## start Excerpt provided
On 27/08/2019 09:44, Christoffer Dall wrote:
> On Wed, Aug 21, 2019 at 04:36:47PM +0100, Steven Price wrote:
>> Introduce a paravirtualization interface for KVM/arm64 based on the
>> "Arm Paravirtualized Time for Arm-Base Systems" specification DEN 0057A.
>>
>> This only adds the details about "Stolen Time" as the details of "Live
>> Physical Time" have not been fully agreed.
>>
>> User space can specify a reserved area of memory for the guest and
>> inform KVM to populate the memory with information on time that the host
>> kernel has stolen from the guest.
>>
>> A hypercall interface is provided for the guest to interrogate the
>> hypervisor's support for this interface and the location of the shared
>> memory structures.
>>
>> Signed-off-by: Steven Price <steven.price@arm.com>
>> ---
>>  Documentation/virt/kvm/arm/pvtime.txt | 100 ++++++++++++++++++++++++++
>>  1 file changed, 100 insertions(+)
>>  create mode 100644 Documentation/virt/kvm/arm/pvtime.txt
>>
>> diff --git a/Documentation/virt/kvm/arm/pvtime.txt b/Documentation/virt/kvm/arm/pvtime.txt
>> new file mode 100644
>> index 000000000000..1ceb118694e7
>> --- /dev/null
>> +++ b/Documentation/virt/kvm/arm/pvtime.txt
>> @@ -0,0 +1,100 @@
>> +Paravirtualized time support for arm64
>> +======================================
>> +
>> +Arm specification DEN0057/A defined a standard for paravirtualised time
>> +support for AArch64 guests:
>> +
>> +https://developer.arm.com/docs/den0057/a
>> +
>> +KVM/arm64 implements the stolen time part of this specification by providing
>> +some hypervisor service calls to support a paravirtualized guest obtaining a
>> +view of the amount of time stolen from its execution.
## end Excerpt provided
What needs to be done: Please give the KVM stolen time excerpt again from the words "On 27/08/2019 09:44, Christoffer" through "from the guest.", replacing "User space" with "Userspace".
## start Provided data
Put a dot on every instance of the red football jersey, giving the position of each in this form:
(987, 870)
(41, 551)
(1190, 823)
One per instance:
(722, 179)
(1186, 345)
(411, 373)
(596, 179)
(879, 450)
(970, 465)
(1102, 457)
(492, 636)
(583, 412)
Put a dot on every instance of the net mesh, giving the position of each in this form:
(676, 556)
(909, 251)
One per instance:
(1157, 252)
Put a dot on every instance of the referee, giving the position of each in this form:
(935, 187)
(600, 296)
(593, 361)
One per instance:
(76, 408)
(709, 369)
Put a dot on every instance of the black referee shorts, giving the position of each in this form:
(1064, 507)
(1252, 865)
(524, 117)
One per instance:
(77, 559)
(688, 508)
## end Provided data
## start Provided data
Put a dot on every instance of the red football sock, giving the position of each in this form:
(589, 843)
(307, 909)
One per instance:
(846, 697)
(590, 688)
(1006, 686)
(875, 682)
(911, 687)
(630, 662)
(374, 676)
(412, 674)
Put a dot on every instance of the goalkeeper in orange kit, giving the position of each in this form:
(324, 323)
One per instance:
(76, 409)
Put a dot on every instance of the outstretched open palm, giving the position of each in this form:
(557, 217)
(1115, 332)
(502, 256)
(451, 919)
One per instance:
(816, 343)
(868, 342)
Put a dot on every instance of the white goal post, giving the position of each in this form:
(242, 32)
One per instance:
## end Provided data
Task output:
On 27/08/2019 09:44, Christoffer Dall wrote:
> On Wed, Aug 21, 2019 at 04:36:47PM +0100, Steven Price wrote:
>> Introduce a paravirtualization interface for KVM/arm64 based on the
>> "Arm Paravirtualized Time for Arm-Base Systems" specification DEN 0057A.
>>
>> This only adds the details about "Stolen Time" as the details of "Live
>> Physical Time" have not been fully agreed.
>>
>> Userspace can specify a reserved area of memory for the guest and
>> inform KVM to populate the memory with information on time that the host
>> kernel has stolen from the guest.